**What the exercise asks:** Count how many lines in the entries below contain the string "monkey", with case significant, and reply with that number alone.

**Provided entries:**
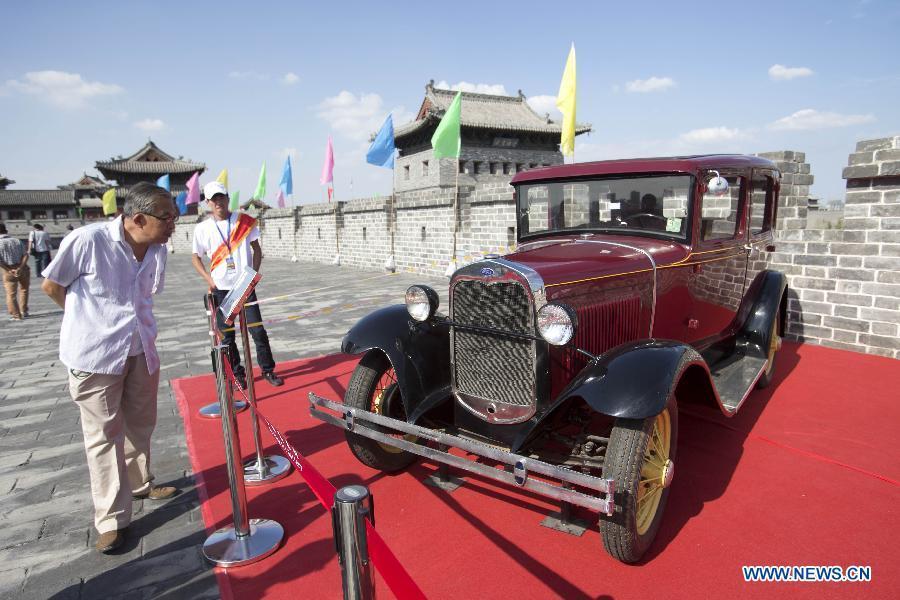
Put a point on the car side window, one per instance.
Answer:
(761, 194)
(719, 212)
...
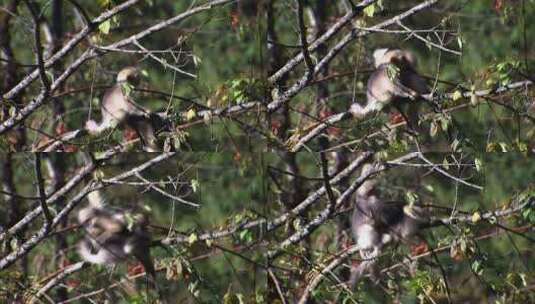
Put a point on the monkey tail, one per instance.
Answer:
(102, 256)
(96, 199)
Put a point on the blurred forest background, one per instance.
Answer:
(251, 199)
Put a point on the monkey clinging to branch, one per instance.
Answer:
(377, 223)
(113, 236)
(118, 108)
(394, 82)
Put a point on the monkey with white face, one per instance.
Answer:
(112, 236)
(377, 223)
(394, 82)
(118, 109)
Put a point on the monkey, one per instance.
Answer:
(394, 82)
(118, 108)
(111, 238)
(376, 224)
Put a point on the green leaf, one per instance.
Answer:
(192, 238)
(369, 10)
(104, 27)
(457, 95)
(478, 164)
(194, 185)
...
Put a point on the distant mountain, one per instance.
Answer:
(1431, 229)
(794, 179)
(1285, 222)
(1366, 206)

**Task solution:** 4